The consolidated balance sheet at September 30, 2005, has been derived from the audited consolidated balance sheet at that date, but does not include all of the information and footnotes required by accounting principles generally accepted in the United States for complete financial statements.
The accounting policies used in the preparation of the financial statements included in this Form 10-QSB are the same as those set forth in the Company's annual report on Form 10-KSB for the fiscal year ended September 30, 2005 and should be read in conjunction with the disclosures presented therein.
For the three-month periods ended December 31, 2005 and 2004 the Company did not have any components of comprehensive income other than net income. The functional currency of each of the Company's wholly owned foreign subsidiaries is the U.S. dollar.
Recent Accounting Pronouncements
On December 16, 2004, the Financial Accounting Standards Board (FASB) issued Statement of Financial Accounting Standards (SFAS) No. 123 (revised 2004), Share-Based Payment, which revised SFAS No. 123, Accounting for Stock-Based Compensation. SFAS No. 123(R) supersedes APB No. 25, Accounting for Stock Issued to Employees, and amends SFAS No. 95, Statement of Cash Flows. Generally, the approach in SFAS No. 123(R) is similar to the approach described in SFAS 123. However, SFAS No.123(R) requires all share-based payments to employees, including grants of employee stock options, to be recognized in the income statement based on their fair values. Pro forma disclosure is no longer an alternative. In March 2005, the Securities and Exchange Commission issued Staff Accounting Bulletin No. 107 ("SAB 107") which expresses the views of the SEC staff regarding the application of SFAS No. 123(R). Among other things, SAB 107 provides interpretive guidance related to the interaction between SFAS No. 123 (R) and certain SEC rules and regulations, as well as provides the SEC staff's views regarding the valuation of share-based payment arrangements for public companies. On April 14, 2005, the SEC announced the adoption of a new rule that amends the compliance dates of SFAS 123 (R). The new rule allows companies to implement SFAS 123 (R) at the beginning of the fiscal year that begins after June 15, 2005 or December 15, 2005 for small business issuers.
SFAS No. 123(R) permits public companies to adopt its requirements using one of two methods:
A "modified prospective" method in which compensation cost is recognized beginning with the effective date (a) based on the requirements of SFAS No. 123(R) for all share-based payments granted after the effective date and (b) based on the requirements of SFAS No.123 for all awards granted to employees prior to the effective date of SFAS No. 123(R) that remain unvested on the effective date.
== == ==
- **Tasks for this exercise**
**1.** According to the excerpt, what is the functional currency of each of the Company's wholly owned foreign subsidiaries?
**2.** Using the excerpt, explain why a small business issuer could begin applying SFAS 123(R) later than other companies.
**3.** Retype the part of the excerpt that opens with the words containing "The consolidated balance" and closes with "disclosures presented therein.".
Rely solely on the excerpt for your answers.
== == ==
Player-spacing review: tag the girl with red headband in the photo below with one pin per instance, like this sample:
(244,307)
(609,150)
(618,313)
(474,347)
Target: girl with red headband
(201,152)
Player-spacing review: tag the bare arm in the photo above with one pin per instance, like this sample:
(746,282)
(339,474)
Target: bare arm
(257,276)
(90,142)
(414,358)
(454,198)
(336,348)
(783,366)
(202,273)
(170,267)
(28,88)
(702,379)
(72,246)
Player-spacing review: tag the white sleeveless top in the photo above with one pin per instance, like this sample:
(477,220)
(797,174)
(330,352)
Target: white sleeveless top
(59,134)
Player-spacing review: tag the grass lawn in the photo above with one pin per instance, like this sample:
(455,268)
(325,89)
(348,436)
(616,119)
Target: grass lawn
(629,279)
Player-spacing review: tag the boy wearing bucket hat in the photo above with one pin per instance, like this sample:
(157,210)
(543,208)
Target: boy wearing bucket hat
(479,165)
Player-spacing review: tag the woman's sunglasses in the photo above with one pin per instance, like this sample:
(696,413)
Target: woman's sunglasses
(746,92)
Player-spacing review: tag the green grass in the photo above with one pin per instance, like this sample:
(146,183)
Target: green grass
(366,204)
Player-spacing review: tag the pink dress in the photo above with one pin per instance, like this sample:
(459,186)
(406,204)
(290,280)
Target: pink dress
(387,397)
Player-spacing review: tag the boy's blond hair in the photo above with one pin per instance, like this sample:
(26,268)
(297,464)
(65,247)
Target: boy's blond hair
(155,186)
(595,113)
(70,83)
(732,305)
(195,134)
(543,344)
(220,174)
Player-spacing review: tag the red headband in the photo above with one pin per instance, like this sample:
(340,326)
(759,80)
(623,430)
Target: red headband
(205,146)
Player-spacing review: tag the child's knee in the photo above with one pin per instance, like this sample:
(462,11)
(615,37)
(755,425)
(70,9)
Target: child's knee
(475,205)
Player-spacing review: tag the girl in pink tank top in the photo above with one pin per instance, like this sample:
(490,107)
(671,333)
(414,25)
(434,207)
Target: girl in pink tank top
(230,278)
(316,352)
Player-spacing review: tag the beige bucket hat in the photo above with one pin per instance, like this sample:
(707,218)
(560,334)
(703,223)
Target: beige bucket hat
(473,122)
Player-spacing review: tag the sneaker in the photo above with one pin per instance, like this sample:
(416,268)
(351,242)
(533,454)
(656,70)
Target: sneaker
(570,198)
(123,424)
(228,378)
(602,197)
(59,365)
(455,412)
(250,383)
== == ==
- **Answers**
**1.** The U.S. dollar.

**2.** On April 14, 2005, the SEC adopted a new rule that amends the compliance dates of SFAS 123(R). Under that rule, companies implement it at the beginning of the fiscal year that begins after June 15, 2005, but small business issuers may wait until the fiscal year that begins after December 15, 2005.

**3.**
The consolidated balance sheet at September 30, 2005, has been derived from the audited consolidated balance sheet at that date, but does not include all of the information and footnotes required by accounting principles generally accepted in the United States for complete financial statements.
The accounting policies used in the preparation of the financial statements included in this Form 10-QSB are the same as those set forth in the Company's annual report on Form 10-KSB for the fiscal year ended September 30, 2005 and should be read in conjunction with the disclosures presented therein.